### Listed entries
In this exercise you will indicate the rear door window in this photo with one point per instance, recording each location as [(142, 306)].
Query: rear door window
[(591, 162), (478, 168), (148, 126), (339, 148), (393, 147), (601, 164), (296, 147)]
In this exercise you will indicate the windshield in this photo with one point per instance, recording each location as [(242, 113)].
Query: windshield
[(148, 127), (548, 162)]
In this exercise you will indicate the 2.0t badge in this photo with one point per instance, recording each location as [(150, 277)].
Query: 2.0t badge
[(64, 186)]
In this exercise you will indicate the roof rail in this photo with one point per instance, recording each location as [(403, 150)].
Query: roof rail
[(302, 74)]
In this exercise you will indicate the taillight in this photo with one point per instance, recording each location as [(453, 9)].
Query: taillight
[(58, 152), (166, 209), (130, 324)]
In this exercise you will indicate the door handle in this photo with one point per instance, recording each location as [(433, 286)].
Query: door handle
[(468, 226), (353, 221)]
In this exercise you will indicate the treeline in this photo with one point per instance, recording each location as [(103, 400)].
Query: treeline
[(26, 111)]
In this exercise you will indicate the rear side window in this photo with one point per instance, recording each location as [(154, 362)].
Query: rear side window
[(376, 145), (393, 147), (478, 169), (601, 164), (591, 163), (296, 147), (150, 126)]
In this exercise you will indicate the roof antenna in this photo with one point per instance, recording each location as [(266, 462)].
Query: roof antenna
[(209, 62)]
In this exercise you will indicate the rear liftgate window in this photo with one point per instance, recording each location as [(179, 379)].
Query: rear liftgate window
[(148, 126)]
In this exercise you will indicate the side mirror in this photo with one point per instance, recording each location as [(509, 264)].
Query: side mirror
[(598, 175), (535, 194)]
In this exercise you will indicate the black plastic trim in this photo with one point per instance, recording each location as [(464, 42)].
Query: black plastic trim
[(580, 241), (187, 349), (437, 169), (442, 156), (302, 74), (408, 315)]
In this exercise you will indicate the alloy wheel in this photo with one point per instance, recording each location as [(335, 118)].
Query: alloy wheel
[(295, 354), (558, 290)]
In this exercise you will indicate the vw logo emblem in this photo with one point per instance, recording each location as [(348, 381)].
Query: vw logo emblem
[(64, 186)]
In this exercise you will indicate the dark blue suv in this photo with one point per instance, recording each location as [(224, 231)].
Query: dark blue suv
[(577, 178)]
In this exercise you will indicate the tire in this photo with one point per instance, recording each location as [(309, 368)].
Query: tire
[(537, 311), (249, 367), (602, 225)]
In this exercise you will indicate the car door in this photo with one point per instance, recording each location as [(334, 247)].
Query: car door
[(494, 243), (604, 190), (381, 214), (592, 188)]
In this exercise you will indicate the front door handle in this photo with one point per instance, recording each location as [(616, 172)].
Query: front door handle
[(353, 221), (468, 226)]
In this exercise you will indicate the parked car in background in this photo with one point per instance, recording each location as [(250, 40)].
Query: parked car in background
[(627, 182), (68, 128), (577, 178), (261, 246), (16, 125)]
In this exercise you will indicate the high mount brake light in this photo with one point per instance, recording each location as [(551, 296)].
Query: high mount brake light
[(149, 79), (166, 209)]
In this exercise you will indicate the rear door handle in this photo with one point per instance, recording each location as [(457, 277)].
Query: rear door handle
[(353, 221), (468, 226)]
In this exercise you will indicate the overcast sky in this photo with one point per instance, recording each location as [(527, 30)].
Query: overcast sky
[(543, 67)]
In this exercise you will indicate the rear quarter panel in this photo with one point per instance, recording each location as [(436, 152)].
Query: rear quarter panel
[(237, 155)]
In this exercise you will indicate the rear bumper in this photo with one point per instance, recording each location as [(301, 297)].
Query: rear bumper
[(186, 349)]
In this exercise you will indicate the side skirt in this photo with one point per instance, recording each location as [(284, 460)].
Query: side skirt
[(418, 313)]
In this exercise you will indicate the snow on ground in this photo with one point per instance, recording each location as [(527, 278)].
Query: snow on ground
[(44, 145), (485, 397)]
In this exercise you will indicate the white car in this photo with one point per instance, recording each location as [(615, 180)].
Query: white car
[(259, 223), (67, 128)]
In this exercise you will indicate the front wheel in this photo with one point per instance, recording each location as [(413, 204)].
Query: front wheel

### Instruction
Reproduce all of the records above verbatim, from the first to the last, without changing a single character.

### Full response
In this exercise you will indicate the rear door window in this photo with one point per instance, recording each location as [(142, 306)].
Query: rear door window
[(591, 162), (478, 168), (148, 126), (339, 148), (393, 147), (601, 164), (296, 147)]
In this exercise you will indicate the windshield in this photo with one point per instance, recording each location as [(242, 113)].
Query: windshield
[(148, 127), (548, 162)]
In this exercise you will indicate the 2.0t badge in this photo with one point per instance, recording each location as [(150, 277)].
Query: 2.0t badge
[(64, 186)]
In this exercise you will indicate the roof rail in this photo with one point per instance, recording each location as [(403, 150)].
Query: roof rail
[(302, 74)]
In this exercise you will indicate the taillight in this photo with one point per instance, recording each location as [(453, 9)].
Query: taillight
[(58, 152), (166, 209), (130, 324)]
In this exercise you will indicate the door handle in this photo with one point per instance, recording each location as [(433, 286)].
Query: door handle
[(468, 226), (353, 221)]
In this exercise you will indicate the treeline in this photo with one point per instance, recording each location as [(103, 400)].
Query: treeline
[(26, 111)]
In this exercise you will indicate the rear side window in this photo with one point per instance, recording each location as [(154, 362)].
Query: rear side window
[(376, 145), (393, 147), (478, 169), (601, 164), (591, 163), (296, 147), (150, 126)]
In this exercise you will indicate the roof antenna in this photo with one point per instance, recording each location as [(266, 462)].
Query: roof antenna
[(209, 62)]
In this exercise you will indicate the rear liftgate window in this photo with one point per instance, recording each location as [(179, 379)].
Query: rear liftgate window
[(148, 126)]
In this exercise you will indicate the side mirror in this photo with one point per instance, recording each location as [(509, 264)].
Query: side mirror
[(598, 175), (535, 194)]
In this exercise you will indicate the black plastic trim in this photo with one point per instance, recording each location as [(464, 42)].
Query: black plastic trim
[(580, 241), (187, 349), (437, 169), (442, 156), (302, 74), (408, 315)]
In this exercise you will indicate the alloy wheel in this photo with one point per instance, recording each location as [(335, 118)].
Query: alloy wheel
[(295, 354), (558, 290)]
In this exercise you will indicate the vw logo emblem in this photo with one point per instance, recording each location as [(348, 381)].
Query: vw logo emblem
[(64, 186)]
In this exercise you will indicate the dark blue suv in this photo with one point per instance, recording each location as [(224, 231)].
Query: dark blue suv
[(577, 178)]
In this exercise you will indicate the tire in this photo with one point per instance, recording each location as [(309, 368)].
Query: tire
[(537, 311), (249, 367), (602, 225)]
In this exercise you will indicate the car door in this photo with one point per instance, recording each location as [(334, 247)].
Query: car door
[(494, 243), (604, 190), (381, 214), (592, 188)]
In this exercise you will indicate the front door handle in this photo with one point per instance, recording each location as [(616, 172)].
Query: front door handle
[(353, 221), (468, 226)]
In this exercise you will indicate the parked car in background in this photo with one point per instance, recording each location as [(250, 40)].
Query: parked car in background
[(627, 182), (68, 128), (577, 178), (261, 246), (16, 125)]
In this exercise you will indicate the high mount brake light in this photo with one point per instance, recording each location as [(551, 296)].
Query: high mount brake light
[(149, 79), (166, 209)]
In this exercise you will indicate the rear door handle in this photo with one point per instance, recording each location as [(457, 277)].
Query: rear door handle
[(353, 221), (468, 226)]
In this exercise you will indicate the overcast sky in this photo with one point per instance, recording each location as [(527, 30)].
Query: overcast sky
[(543, 67)]
In this exercise you will indicate the rear quarter panel in this photo with one point per instance, recording each location as [(436, 152)].
Query: rear quarter panel
[(237, 155)]
In this exercise you will indicate the rear bumper in this photo with one point per instance, recording each location as [(301, 297)].
Query: rear bumper
[(186, 349)]
In this exercise you will indicate the side skirt in this photo with one point per instance, recording each location as [(284, 460)].
Query: side skirt
[(418, 313)]
In this exercise you will indicate the snow on ground in this photo with one point per instance, recording each location as [(527, 278)].
Query: snow on ground
[(44, 145), (485, 397)]
In this exercise you will indicate the white car in this photo with one point per instance, recording each location as [(615, 180)].
Query: white car
[(259, 223), (67, 128)]
In this exercise you will indicate the front wheel in this photo with one point per instance, recording each location as [(413, 204)].
Query: front wheel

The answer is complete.